[Entries from a dataset]
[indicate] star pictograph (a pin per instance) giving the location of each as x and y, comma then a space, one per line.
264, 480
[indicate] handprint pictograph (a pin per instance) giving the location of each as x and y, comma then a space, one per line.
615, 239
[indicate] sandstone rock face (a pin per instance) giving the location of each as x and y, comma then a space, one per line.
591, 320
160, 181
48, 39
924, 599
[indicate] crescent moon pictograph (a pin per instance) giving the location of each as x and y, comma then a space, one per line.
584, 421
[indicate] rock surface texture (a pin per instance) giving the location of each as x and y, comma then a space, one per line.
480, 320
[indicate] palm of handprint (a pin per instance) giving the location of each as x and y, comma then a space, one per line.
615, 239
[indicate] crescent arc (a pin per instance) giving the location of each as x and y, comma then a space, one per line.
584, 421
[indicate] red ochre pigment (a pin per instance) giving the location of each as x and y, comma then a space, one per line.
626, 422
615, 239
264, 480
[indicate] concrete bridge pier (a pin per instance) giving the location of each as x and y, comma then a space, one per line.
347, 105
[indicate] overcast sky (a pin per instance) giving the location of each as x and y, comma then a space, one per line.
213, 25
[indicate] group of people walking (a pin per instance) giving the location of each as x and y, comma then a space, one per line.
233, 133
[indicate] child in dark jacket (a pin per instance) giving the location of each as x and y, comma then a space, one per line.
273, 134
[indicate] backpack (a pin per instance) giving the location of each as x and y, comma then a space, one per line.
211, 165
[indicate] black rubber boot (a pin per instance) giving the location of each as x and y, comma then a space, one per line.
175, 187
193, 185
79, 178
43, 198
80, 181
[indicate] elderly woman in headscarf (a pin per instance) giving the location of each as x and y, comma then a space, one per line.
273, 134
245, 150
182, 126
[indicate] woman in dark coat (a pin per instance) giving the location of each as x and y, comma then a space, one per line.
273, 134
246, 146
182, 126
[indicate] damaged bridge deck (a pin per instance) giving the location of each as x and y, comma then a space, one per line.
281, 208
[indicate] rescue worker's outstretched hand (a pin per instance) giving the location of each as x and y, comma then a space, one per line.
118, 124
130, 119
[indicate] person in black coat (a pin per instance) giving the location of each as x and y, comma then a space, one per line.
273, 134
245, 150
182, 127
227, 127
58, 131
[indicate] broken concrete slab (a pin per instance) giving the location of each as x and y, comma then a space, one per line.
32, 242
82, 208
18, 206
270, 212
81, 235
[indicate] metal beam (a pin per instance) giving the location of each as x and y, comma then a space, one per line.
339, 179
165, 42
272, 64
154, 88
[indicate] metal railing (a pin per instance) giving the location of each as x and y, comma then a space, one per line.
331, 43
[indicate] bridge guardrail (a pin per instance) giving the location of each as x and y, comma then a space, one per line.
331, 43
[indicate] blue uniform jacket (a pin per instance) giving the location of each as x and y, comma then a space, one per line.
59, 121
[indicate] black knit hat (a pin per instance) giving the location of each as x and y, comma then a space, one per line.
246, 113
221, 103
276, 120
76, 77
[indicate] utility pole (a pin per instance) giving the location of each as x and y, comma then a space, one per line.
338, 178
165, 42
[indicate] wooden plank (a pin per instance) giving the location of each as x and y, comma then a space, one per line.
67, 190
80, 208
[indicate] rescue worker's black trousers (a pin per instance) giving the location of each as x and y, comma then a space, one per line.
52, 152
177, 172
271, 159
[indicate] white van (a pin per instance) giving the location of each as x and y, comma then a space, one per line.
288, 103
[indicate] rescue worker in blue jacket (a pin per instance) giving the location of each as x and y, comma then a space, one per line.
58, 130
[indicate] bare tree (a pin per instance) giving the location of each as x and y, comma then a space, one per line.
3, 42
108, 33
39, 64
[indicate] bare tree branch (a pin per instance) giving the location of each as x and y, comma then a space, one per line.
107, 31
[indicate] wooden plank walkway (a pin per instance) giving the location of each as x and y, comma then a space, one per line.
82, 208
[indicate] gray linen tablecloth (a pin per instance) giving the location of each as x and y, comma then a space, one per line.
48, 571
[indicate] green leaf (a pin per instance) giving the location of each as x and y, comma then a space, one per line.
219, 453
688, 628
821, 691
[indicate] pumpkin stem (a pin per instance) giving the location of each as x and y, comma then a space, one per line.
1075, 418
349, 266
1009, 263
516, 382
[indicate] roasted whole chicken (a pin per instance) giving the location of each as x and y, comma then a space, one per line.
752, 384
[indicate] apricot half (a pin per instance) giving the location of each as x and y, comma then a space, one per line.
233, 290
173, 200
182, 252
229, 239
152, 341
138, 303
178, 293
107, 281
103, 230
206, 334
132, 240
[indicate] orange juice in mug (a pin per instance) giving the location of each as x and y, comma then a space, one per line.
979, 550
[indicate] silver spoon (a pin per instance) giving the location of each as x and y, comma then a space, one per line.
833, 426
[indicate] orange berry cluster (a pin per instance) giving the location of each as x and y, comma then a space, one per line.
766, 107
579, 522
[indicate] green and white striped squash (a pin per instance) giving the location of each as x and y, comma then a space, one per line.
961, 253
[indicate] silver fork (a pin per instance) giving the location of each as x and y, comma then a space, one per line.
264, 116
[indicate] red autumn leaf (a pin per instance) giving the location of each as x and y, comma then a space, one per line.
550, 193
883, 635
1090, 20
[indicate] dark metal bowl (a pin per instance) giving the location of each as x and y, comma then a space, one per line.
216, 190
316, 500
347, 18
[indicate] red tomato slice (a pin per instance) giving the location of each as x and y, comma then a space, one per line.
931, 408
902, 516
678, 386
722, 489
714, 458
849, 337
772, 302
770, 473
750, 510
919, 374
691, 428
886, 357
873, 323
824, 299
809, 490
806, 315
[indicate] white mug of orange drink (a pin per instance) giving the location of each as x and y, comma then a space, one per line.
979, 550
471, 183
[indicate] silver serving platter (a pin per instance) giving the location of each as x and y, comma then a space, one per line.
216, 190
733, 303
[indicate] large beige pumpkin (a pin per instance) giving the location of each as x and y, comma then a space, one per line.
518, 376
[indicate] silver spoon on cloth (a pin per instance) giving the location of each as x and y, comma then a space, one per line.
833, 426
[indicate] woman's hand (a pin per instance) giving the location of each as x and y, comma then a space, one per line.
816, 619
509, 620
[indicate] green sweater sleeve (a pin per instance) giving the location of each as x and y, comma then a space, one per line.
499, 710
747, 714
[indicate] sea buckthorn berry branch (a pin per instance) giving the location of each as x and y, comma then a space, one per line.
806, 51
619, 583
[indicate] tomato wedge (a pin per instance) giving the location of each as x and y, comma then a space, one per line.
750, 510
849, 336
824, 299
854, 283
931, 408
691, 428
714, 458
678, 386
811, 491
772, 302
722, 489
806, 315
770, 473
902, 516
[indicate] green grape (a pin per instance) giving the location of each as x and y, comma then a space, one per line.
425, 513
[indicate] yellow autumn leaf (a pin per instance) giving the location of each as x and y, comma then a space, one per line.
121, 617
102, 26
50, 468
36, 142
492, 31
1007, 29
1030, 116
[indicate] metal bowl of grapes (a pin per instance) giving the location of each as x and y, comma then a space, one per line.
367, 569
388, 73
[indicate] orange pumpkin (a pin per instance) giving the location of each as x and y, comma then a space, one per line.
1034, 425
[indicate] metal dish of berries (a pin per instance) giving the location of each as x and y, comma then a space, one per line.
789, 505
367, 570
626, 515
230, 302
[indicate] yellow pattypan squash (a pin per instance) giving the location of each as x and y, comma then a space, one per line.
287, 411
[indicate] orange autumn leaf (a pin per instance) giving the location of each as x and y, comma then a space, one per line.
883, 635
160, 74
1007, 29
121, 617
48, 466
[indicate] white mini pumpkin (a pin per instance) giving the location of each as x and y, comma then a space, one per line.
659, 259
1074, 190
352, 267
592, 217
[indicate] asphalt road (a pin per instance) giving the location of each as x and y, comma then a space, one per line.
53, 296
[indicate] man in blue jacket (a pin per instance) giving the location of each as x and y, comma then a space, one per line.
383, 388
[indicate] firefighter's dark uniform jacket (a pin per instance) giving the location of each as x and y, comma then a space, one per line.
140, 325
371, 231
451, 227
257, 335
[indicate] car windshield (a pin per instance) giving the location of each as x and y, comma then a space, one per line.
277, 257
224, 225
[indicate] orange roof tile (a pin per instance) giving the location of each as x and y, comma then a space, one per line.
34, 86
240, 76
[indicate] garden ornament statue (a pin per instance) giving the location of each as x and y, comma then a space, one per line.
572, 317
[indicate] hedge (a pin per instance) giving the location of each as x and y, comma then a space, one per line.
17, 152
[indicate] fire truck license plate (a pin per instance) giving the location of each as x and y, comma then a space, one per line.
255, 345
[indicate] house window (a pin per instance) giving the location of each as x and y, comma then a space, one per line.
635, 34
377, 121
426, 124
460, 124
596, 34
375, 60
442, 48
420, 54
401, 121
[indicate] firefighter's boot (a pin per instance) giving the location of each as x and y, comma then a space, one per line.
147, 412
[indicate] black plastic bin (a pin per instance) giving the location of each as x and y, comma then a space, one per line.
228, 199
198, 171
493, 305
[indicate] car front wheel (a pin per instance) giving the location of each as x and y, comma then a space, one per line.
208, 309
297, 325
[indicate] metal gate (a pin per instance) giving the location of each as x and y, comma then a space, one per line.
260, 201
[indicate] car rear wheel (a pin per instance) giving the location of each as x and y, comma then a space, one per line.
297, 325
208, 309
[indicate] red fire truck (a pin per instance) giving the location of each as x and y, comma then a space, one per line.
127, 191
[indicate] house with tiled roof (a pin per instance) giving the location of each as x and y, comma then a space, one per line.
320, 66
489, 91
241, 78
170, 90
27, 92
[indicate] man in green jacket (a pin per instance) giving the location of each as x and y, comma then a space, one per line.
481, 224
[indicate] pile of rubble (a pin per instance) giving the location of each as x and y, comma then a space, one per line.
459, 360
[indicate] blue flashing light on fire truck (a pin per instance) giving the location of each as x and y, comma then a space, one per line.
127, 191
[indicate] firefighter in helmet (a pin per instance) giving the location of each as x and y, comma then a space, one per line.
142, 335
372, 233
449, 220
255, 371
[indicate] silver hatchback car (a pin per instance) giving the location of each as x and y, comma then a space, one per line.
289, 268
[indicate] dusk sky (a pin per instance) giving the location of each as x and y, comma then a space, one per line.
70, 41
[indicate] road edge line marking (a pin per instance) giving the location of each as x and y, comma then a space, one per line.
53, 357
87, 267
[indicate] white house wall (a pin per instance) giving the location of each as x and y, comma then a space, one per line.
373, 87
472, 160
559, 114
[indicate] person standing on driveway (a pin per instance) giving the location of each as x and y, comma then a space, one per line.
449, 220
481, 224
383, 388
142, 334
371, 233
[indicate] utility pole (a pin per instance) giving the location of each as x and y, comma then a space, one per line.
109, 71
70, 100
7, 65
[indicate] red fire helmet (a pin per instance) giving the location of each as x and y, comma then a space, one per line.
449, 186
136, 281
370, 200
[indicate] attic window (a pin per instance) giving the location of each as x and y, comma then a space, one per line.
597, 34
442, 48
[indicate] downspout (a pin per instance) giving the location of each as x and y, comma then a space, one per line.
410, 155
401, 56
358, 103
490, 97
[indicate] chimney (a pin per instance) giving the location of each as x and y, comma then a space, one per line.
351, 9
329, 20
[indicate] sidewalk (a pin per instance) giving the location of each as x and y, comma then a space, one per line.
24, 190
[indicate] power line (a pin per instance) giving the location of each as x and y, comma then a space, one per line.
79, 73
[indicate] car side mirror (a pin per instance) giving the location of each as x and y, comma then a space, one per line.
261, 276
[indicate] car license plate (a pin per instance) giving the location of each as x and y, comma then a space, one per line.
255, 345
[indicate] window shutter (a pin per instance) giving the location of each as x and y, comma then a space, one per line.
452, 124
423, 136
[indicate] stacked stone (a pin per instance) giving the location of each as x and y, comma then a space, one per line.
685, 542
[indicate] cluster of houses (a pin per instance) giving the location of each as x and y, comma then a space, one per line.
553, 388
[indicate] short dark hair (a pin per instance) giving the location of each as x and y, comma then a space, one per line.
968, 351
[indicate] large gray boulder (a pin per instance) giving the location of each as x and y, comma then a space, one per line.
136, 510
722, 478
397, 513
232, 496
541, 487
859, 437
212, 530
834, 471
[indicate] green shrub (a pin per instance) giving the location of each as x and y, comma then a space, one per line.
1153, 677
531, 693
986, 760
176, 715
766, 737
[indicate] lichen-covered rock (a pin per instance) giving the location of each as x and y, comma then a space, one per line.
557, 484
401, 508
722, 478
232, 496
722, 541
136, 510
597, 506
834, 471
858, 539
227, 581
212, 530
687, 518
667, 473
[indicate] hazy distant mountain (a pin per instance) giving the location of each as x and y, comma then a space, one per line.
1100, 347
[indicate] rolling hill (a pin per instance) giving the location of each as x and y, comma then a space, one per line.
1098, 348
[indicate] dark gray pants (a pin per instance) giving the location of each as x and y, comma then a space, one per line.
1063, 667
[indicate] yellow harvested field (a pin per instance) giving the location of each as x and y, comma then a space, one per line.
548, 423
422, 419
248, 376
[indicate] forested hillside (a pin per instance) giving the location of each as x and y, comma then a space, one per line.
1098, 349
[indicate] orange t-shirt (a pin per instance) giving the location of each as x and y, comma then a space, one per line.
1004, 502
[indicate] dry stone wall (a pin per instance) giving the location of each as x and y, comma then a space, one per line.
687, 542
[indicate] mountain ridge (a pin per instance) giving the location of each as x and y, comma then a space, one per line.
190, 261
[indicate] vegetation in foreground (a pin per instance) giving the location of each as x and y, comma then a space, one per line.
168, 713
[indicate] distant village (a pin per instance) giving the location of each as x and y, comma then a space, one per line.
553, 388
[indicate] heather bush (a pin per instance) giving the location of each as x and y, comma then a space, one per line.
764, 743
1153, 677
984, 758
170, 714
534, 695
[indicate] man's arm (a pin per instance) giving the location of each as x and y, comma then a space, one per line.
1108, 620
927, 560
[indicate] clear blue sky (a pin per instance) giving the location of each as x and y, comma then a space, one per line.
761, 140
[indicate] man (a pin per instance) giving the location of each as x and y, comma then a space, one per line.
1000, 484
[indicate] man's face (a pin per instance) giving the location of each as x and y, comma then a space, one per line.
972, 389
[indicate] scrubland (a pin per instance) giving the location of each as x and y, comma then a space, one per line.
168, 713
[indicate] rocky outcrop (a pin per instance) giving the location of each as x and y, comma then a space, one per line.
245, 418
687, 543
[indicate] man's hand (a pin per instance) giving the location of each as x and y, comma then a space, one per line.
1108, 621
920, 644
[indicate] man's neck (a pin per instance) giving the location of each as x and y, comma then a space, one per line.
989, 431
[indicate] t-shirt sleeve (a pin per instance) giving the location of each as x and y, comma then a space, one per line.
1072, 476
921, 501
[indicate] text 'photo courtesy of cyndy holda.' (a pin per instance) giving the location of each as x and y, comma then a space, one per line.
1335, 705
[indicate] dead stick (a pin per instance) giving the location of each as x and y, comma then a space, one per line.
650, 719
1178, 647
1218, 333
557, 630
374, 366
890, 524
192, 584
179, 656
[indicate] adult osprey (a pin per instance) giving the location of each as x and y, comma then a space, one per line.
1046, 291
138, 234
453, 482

AIM> With the line containing "[indicate] clear blue" as the first and the last line of the records as the final one, print exactly the lines in that span.

WRITTEN SOLUTION>
[indicate] clear blue sky (a pin per instance) giving the location of each as x and y, comma then a space, one per line.
761, 140
[indicate] man (a pin per instance) giving the location of each as x and y, comma then a space, one per line.
1000, 484
[indicate] man's face (a pin per instance) giving the location of each as x and y, comma then a space, one per line.
972, 389
[indicate] scrubland (a pin per instance) giving the location of each as x and y, comma then a space, one per line.
168, 713
[indicate] rocky outcrop (a pin per instance) giving the location of each as x and y, comma then a space, one per line.
245, 418
687, 543
[indicate] man's hand (a pin per instance) giving the location of each as x and y, comma then a space, one per line.
1108, 621
920, 644
[indicate] man's neck (a pin per instance) giving the location of each as x and y, comma then a space, one per line.
989, 431
[indicate] t-shirt sleeve (a pin per instance) giving the location of each as x and y, comma then a space, one per line.
1072, 476
921, 501
[indicate] text 'photo courtesy of cyndy holda.' (a pin per instance) giving the location of each as x and y, comma then a space, one per line.
1335, 705
[indicate] dead stick (a pin per instance) giving the location of each as x and y, comma then a space, one per line.
650, 719
1178, 647
1218, 333
557, 630
374, 366
890, 524
192, 584
179, 656
[indicate] adult osprey (a pin per instance) giving the location of each as x and y, comma then a space, one per line.
1046, 291
138, 234
453, 482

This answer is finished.